— start of RECORDS FOR PROCESSING —

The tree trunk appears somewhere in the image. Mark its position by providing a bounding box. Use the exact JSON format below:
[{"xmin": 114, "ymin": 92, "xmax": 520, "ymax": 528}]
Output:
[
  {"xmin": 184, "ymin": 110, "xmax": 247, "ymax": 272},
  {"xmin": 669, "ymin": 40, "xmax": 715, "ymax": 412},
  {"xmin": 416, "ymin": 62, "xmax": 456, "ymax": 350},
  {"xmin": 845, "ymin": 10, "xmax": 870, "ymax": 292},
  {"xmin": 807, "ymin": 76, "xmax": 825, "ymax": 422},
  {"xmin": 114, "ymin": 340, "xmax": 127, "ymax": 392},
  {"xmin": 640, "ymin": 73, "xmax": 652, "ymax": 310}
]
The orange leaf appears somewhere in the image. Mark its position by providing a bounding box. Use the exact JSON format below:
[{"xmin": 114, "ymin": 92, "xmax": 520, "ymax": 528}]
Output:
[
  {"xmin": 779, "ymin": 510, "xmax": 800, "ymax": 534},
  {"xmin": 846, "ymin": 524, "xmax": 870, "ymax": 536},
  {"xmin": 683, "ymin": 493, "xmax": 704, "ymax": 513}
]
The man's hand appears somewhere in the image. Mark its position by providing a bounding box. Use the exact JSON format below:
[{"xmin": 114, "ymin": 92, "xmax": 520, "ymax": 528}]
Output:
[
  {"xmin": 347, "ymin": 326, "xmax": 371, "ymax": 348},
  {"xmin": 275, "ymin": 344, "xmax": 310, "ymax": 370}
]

— end of RECORDS FOR PROCESSING —

> [TASK TO COMPLETE]:
Rescale everything from the line containing "The orange leaf" down to the end of the items. Reproduce those lines with the requests and their sample JSON unchanged, and multiply each bounding-box coordinate in the answers by 0.35, rounding to whole numbers with halves rounded up.

> [ANSWER TO THE PROBLEM]:
The orange leaf appears somewhere in the image. Mark its position by providing a bounding box. Use the exact JSON format below:
[{"xmin": 114, "ymin": 92, "xmax": 520, "ymax": 528}]
Output:
[
  {"xmin": 273, "ymin": 179, "xmax": 280, "ymax": 187},
  {"xmin": 296, "ymin": 183, "xmax": 305, "ymax": 188},
  {"xmin": 239, "ymin": 173, "xmax": 246, "ymax": 180}
]
The man's hand appears somewhere in the image. Mark its position by providing a bounding box. Use the exact JSON format below:
[{"xmin": 114, "ymin": 92, "xmax": 520, "ymax": 528}]
Output:
[
  {"xmin": 121, "ymin": 114, "xmax": 130, "ymax": 122},
  {"xmin": 96, "ymin": 120, "xmax": 109, "ymax": 130}
]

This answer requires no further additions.